* [The request]
Please scale the items from the start up to and including the line with "161], [119, 157]]]" and give all of those lines again, requests included. Multiply every vertex coordinate in the answers by 2.45 and round each result to a whole number, with halves rounded up.
### Records for the exercise ###
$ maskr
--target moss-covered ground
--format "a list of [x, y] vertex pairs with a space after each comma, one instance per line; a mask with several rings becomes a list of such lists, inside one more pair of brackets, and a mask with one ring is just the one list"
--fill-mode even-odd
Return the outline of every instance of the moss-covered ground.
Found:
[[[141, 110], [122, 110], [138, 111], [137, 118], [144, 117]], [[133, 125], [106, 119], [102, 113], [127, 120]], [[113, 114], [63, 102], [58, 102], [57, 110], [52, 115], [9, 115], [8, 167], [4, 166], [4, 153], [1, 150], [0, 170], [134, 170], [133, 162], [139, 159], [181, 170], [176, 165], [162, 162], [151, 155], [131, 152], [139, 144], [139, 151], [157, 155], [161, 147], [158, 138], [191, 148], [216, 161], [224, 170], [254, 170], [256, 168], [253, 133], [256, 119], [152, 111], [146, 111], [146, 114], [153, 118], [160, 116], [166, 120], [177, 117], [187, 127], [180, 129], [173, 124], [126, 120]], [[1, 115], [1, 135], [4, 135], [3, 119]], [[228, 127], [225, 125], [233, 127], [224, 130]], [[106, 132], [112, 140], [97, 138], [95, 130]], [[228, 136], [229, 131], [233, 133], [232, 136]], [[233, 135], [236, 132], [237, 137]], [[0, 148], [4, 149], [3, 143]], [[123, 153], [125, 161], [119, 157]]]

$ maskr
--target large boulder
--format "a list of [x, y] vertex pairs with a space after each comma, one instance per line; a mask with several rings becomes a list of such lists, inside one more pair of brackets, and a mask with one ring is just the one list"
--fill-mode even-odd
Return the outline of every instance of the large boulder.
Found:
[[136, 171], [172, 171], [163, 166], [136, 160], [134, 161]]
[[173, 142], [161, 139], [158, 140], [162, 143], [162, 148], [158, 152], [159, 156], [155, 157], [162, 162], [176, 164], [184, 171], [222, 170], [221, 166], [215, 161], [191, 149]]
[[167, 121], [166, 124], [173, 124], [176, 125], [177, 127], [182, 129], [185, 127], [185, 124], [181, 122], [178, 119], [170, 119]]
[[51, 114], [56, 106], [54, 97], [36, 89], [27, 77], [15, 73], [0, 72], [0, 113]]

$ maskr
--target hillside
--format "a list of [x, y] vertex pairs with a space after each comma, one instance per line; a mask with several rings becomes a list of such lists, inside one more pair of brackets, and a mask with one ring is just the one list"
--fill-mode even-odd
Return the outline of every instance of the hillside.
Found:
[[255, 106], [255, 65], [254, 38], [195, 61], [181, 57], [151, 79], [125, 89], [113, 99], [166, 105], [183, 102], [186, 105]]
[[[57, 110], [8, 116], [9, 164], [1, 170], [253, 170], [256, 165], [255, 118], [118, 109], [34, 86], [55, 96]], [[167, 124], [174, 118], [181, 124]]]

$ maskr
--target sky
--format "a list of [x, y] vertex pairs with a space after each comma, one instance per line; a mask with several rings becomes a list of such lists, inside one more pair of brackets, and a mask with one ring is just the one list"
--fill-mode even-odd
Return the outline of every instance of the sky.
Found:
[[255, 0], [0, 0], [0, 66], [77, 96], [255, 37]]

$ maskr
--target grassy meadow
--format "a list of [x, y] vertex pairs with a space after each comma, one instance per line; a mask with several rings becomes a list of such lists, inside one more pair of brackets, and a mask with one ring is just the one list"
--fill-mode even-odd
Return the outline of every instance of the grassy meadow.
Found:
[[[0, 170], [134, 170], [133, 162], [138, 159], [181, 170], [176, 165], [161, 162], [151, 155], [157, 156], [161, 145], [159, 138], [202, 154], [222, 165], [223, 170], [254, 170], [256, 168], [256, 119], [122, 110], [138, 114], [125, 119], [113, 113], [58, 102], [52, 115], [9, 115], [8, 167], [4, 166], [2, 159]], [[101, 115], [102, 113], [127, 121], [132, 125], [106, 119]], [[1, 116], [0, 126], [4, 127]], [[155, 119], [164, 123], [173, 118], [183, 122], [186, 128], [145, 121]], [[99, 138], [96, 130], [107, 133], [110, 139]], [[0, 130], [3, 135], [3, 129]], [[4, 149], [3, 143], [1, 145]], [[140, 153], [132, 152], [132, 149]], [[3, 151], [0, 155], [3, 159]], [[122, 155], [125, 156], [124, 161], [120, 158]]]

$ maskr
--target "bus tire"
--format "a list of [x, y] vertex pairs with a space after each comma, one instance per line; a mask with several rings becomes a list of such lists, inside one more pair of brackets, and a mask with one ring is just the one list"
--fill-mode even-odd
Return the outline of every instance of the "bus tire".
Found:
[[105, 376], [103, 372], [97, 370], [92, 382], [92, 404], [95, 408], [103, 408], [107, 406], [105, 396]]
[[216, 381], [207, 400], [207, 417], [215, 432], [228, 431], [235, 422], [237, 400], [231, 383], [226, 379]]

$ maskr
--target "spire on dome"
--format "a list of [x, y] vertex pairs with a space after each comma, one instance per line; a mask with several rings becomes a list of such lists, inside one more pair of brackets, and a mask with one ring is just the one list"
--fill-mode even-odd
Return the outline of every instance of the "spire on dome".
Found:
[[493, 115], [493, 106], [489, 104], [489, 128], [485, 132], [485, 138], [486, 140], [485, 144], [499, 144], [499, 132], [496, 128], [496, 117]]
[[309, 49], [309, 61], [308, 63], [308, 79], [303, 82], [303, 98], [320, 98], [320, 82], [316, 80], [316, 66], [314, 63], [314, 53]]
###
* [Correct result]
$ maskr
--target moss-covered ground
--format "a list of [x, y] vertex pairs with a space after each comma, one instance per line; a mask with several rings becomes a list of such lists, inside one more pair of brackets, and a mask with one ring is just the one list"
--fill-mode even-odd
Return the outline of every instance of the moss-covered ground.
Found:
[[[345, 270], [299, 270], [338, 272], [336, 289], [353, 287]], [[326, 306], [260, 292], [250, 277], [311, 294]], [[277, 279], [154, 250], [142, 250], [140, 270], [127, 282], [22, 282], [20, 409], [10, 407], [10, 375], [2, 368], [0, 417], [328, 417], [326, 397], [341, 390], [443, 417], [431, 404], [397, 397], [370, 380], [321, 372], [341, 353], [341, 370], [385, 380], [394, 360], [387, 338], [468, 363], [529, 394], [549, 417], [622, 417], [627, 412], [620, 326], [627, 292], [372, 272], [358, 272], [358, 279], [375, 289], [392, 284], [407, 294], [434, 287], [458, 311], [441, 316], [424, 304], [309, 294]], [[2, 282], [2, 331], [10, 331], [7, 292]], [[559, 311], [551, 306], [571, 311], [549, 319]], [[260, 323], [274, 343], [238, 338], [233, 319]], [[559, 333], [561, 321], [571, 326], [568, 333]], [[571, 331], [578, 323], [581, 336]], [[0, 363], [10, 365], [7, 350]], [[301, 375], [306, 394], [292, 385]]]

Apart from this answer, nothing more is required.